## Texto extraído
'''

This is an authorized translation of an Eos article. Esta é uma tradução autorizada de um artigo da Eos.
Por toda a vasta bacia amazônica, porções espalhadas de terra preta e marrom-chocolate contrastam fortemente com os solos ácidos vermelhos ou amarelos, pobres em nutrientes, encontrados no restante da floresta tropical. Os solos escuros são extraordinariamente férteis, e as comunidades de plantas que crescem ali são diferentes das da floresta ao redor—com uma taxa de biomassa mais alta e uma proporção maior de espécies comestíveis como castanheiras e açaizeiros. Muito frequentemente, eles contêm artefatos como peças de cerâmica ou fragmentos de ferramentas feitas de pedra.

'''

## Material
'''

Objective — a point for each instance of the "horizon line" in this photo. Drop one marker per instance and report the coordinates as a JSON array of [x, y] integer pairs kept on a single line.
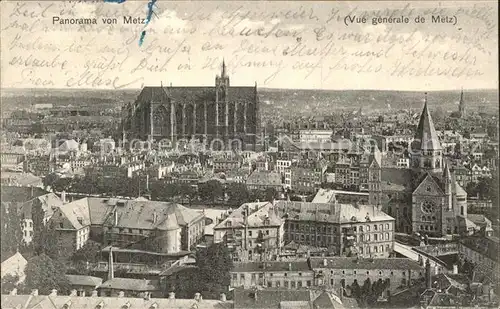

'''

## Tarefa curta 1
De acordo com o texto sobre os solos escuros da Amazônia, em que as comunidades de plantas desses solos diferem das da floresta ao redor?
## Tarefa curta 2
Continue o texto sobre os solos escuros da Amazônia a partir do ponto em que ele termina.

## Resposta 1
Elas têm uma taxa de biomassa mais alta e uma proporção maior de espécies comestíveis, como castanheiras e açaizeiros.

## Resposta 2
Estes solos são chamados de “terra preta”, solos escuros amazônicos (ADEs), ou simplesmente solos escuros, pois foram identificados na África, Austrália, Europa e em outras partes, além da Amazônia. Também são chamados de antrosolos, pois quase todos os pesquisadores concordam que foram criados pelo homem. Os solos escuros foram encontrados em centenas de sites arqueológicos em toda a bacia amazônica cobrindo cerca de 6.000 a 18.000 quilômetros quadrados. Um estudo usou a modelagem para estimar a possibilidade de que os solos de terra preta, na verdade, possam cobrir mais de 150.000 quilômetros quadrados, ou 3,2% de toda a floresta.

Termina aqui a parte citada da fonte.